## Written request:
Repeat exactly the lines from the line containing "Where in this photo can the fire hose" to the last line of the listing, including both.
=-=-=
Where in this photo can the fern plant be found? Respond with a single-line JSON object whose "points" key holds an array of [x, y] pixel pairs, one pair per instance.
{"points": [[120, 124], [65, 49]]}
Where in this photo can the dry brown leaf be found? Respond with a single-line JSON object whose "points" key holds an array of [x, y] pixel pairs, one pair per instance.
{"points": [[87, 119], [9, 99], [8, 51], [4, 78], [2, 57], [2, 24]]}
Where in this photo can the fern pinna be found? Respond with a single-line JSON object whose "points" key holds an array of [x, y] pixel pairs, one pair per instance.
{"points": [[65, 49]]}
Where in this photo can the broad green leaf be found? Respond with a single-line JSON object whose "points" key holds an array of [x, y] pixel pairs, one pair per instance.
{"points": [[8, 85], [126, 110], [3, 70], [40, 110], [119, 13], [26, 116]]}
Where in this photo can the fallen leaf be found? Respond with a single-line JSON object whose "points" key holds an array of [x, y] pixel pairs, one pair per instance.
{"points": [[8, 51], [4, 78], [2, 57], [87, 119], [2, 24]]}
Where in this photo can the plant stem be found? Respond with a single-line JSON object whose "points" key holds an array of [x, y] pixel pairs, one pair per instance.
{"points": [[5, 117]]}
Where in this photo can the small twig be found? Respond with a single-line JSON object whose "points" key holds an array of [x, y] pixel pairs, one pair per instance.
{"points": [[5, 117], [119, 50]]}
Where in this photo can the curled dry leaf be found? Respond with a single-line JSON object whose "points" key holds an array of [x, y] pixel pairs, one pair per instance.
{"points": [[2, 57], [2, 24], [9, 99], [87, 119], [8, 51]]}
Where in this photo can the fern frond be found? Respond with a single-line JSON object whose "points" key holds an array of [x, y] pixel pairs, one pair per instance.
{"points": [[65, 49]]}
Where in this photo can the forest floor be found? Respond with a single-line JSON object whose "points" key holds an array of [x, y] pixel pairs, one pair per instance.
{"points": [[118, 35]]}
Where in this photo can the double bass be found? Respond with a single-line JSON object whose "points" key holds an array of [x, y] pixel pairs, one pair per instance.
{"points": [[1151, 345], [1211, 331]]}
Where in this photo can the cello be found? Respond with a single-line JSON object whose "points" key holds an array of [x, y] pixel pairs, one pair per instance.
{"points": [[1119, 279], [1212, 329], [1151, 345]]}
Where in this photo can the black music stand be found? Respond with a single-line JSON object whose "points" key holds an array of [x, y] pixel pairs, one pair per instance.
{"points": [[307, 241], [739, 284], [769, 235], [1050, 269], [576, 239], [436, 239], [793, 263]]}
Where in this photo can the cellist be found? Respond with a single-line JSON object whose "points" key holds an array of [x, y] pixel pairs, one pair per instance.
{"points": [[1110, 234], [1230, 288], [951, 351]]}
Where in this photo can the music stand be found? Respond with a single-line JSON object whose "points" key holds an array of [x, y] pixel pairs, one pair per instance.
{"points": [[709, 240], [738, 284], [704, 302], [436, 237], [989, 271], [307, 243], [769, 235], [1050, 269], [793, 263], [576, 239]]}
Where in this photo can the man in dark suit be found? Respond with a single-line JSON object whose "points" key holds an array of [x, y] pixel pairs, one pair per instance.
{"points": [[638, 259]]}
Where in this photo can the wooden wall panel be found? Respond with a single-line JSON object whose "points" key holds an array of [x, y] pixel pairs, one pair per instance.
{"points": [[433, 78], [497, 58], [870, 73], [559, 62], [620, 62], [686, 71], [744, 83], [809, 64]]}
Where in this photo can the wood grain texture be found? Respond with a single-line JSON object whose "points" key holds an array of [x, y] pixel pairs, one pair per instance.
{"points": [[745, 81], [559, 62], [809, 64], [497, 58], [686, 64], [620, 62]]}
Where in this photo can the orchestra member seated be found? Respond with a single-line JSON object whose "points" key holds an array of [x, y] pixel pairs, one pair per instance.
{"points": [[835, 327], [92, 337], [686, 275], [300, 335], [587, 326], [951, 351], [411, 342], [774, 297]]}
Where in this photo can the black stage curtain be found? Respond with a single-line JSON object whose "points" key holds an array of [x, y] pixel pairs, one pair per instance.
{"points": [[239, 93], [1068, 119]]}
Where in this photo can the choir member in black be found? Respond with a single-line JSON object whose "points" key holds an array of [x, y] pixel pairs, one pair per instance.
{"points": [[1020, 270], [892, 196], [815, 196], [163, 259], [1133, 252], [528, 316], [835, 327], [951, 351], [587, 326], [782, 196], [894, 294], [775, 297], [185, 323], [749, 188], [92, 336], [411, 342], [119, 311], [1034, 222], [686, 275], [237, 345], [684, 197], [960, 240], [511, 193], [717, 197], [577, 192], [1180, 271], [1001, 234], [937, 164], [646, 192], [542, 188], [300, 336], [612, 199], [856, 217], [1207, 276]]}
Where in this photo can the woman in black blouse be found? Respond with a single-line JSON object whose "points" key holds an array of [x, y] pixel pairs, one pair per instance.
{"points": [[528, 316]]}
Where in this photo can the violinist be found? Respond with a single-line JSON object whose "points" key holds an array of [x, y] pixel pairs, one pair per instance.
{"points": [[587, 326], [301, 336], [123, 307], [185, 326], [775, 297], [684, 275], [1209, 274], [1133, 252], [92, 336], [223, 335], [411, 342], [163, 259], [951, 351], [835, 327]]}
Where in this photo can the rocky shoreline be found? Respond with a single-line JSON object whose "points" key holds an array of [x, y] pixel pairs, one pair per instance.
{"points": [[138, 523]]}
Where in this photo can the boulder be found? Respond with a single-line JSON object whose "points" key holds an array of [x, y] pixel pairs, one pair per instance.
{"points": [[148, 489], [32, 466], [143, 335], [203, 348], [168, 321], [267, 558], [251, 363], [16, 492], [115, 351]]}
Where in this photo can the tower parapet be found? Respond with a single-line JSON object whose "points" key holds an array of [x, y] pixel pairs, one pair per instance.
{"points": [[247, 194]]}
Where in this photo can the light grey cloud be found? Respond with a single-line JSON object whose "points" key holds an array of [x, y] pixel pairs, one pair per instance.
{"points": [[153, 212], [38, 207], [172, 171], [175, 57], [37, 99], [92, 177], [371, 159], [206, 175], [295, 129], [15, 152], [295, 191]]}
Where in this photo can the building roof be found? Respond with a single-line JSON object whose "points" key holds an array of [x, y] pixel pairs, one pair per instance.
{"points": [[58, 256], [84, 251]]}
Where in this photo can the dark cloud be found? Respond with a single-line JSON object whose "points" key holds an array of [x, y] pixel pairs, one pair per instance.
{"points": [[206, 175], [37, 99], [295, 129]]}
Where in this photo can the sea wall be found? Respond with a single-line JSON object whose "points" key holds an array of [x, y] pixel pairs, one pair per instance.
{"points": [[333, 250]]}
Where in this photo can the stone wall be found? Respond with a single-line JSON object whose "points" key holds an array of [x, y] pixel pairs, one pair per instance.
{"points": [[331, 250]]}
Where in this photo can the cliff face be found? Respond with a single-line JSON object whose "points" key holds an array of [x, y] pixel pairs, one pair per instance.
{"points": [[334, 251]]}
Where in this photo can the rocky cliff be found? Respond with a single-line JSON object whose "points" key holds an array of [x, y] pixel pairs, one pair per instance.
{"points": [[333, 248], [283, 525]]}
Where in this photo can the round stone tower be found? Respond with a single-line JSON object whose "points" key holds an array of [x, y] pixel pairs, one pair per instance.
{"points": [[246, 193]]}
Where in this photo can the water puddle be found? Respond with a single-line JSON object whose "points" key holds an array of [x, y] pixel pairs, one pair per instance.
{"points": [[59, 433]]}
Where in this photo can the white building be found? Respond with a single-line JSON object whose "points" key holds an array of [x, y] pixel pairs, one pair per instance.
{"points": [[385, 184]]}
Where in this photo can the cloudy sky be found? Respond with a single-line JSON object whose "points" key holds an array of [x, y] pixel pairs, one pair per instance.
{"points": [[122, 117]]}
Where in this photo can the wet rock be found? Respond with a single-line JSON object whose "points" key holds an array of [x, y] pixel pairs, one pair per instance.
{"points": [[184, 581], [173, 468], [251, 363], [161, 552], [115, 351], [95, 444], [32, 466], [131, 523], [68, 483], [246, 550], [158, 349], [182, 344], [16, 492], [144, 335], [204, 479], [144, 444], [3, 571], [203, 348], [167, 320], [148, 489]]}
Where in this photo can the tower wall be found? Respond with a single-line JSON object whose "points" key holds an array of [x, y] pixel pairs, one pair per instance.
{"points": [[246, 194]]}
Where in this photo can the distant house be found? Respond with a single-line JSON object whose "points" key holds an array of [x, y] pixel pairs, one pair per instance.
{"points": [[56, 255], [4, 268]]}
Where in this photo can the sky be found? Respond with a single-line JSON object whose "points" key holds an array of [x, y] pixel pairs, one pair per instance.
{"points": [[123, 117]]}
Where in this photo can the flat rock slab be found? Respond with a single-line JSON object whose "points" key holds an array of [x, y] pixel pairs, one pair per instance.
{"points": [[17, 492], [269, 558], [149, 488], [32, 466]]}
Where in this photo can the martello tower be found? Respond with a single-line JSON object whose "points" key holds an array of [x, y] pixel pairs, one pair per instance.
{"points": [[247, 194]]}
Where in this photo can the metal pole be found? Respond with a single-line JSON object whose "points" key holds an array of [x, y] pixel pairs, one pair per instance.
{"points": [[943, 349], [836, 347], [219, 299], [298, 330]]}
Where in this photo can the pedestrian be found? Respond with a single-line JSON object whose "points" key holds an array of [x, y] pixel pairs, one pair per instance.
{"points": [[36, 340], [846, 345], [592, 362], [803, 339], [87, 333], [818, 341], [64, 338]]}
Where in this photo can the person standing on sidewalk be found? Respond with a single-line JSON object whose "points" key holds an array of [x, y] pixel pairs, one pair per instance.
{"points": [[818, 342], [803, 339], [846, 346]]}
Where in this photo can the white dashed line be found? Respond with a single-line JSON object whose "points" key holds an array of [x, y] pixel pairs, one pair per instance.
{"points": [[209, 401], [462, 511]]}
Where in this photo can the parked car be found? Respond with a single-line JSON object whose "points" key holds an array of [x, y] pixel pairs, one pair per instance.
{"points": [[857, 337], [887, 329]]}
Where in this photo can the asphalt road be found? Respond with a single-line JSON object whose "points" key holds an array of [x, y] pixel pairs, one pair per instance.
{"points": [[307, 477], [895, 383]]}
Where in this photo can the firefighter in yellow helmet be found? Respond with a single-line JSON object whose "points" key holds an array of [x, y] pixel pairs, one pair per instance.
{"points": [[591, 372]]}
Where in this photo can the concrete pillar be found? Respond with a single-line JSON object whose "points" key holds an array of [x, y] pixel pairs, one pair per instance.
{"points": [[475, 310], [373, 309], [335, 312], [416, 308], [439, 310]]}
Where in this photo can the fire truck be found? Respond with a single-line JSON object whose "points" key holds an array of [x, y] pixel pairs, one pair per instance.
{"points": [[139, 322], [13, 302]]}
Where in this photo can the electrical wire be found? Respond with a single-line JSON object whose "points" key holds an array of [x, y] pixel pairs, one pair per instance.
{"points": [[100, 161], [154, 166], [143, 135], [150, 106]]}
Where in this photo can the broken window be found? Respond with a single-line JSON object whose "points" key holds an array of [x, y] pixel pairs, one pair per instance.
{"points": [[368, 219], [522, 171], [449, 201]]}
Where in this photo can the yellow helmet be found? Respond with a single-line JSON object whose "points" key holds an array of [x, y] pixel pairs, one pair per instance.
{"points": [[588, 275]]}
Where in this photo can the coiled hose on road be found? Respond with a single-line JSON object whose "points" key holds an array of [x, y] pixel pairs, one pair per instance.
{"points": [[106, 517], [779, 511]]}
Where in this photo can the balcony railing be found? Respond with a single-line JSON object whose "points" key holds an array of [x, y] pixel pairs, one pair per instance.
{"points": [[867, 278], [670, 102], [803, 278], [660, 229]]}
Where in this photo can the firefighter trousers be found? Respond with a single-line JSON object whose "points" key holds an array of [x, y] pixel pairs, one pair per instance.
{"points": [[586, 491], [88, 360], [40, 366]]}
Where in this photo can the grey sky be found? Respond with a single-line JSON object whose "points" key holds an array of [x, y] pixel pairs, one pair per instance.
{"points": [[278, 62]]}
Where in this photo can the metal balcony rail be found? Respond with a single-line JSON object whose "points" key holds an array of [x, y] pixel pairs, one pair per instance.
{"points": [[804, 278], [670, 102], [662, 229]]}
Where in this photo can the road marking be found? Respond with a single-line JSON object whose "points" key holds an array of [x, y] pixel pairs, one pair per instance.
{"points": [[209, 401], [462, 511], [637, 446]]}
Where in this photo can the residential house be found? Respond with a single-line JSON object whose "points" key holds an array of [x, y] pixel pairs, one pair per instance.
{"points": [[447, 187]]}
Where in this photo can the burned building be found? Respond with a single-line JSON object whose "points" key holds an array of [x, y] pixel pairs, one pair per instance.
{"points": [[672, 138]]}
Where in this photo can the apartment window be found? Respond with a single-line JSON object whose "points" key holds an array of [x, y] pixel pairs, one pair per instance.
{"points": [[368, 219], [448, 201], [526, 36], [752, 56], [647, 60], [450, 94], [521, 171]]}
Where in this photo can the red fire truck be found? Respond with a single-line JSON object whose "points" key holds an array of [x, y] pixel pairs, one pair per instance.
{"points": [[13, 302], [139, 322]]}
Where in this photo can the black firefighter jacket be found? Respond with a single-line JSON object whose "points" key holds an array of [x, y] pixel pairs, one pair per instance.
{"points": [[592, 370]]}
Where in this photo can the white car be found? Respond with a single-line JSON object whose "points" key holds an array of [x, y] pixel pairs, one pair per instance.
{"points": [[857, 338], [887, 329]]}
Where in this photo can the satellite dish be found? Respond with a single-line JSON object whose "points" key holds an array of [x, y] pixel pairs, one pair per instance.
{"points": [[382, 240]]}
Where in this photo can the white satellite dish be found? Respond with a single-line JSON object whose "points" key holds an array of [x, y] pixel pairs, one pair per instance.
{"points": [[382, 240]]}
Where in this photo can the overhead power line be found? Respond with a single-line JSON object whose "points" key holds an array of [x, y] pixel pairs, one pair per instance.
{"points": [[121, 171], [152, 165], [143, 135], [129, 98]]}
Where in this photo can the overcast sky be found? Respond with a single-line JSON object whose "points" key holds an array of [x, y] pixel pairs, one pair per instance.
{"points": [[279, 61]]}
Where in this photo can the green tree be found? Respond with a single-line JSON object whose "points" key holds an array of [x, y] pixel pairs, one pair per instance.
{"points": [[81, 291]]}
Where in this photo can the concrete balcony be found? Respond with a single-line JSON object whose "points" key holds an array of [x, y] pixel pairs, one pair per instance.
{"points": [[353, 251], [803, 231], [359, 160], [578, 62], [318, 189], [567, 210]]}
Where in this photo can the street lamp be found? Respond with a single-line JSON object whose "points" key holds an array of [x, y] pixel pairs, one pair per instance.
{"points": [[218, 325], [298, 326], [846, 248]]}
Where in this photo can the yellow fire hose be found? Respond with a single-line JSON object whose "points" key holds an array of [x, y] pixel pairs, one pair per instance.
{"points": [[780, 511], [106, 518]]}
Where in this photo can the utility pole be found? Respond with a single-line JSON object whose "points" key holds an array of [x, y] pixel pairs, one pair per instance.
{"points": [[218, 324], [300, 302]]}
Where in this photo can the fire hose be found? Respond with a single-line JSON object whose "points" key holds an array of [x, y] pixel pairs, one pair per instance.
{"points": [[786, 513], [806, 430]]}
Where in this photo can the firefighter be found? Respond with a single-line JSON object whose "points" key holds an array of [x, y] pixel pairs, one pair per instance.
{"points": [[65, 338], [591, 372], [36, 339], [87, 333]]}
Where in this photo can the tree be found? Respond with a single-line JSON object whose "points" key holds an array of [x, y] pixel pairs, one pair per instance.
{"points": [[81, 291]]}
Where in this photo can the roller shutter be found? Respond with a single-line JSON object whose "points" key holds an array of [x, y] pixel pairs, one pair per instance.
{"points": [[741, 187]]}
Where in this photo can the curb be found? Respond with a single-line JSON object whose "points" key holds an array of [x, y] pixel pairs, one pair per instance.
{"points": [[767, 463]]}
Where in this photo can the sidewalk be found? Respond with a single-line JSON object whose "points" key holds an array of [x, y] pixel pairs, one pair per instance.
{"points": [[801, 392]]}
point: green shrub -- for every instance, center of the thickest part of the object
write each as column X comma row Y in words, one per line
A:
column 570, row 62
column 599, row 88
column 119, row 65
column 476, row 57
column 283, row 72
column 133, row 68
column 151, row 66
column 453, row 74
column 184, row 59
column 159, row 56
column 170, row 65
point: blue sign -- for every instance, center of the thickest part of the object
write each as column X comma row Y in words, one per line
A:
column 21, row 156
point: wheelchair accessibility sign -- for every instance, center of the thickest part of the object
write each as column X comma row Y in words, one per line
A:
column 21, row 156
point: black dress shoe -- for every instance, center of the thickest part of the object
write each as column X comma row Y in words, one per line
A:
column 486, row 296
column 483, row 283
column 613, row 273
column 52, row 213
=-=-=
## Reply to the exercise:
Where in this photo can the fire hose be found? Respond with a single-line JSON object whose "points" key holds an array of [x, y] pixel pairs, one pair per instance.
{"points": [[786, 513], [806, 430]]}
Where in this photo can the firefighter be found? Respond with a single-line JSON object whose "points" key holds an array of [x, y] pixel pairs, one pair per instance.
{"points": [[65, 338], [591, 372], [36, 339], [87, 333]]}
Where in this photo can the tree be found? Respond with a single-line JSON object whose "points" key holds an array of [x, y] pixel pairs, one pair per instance.
{"points": [[81, 291]]}
Where in this photo can the roller shutter be found? Respond with a single-line JSON object whose "points" key holds an array of [x, y] pixel pairs, one pair per instance.
{"points": [[741, 187]]}
Where in this photo can the curb be found? Respond with a single-line JSON object whose "points" key holds an array of [x, y] pixel pairs, one pair per instance.
{"points": [[767, 463]]}
Where in this photo can the sidewalk be found? Respond with a single-line JSON object whose "points" key holds an array of [x, y] pixel pairs, one pair per instance.
{"points": [[801, 392]]}
point: green shrub -- for every instance, center of the thickest part of the object
write each as column X comma row Y in words, one per line
A:
column 570, row 62
column 599, row 88
column 119, row 65
column 476, row 57
column 283, row 72
column 133, row 68
column 151, row 66
column 453, row 74
column 184, row 59
column 159, row 56
column 170, row 65
point: blue sign -- for every instance, center of the thickest part of the object
write each as column X comma row Y in words, one per line
A:
column 21, row 156
point: wheelchair accessibility sign -- for every instance, center of the thickest part of the object
write each as column X comma row Y in words, one per line
A:
column 21, row 156
point: black dress shoe -- for every instance, center of the thickest part of the object
write each as column X comma row Y in words, one per line
A:
column 486, row 296
column 483, row 283
column 613, row 273
column 52, row 213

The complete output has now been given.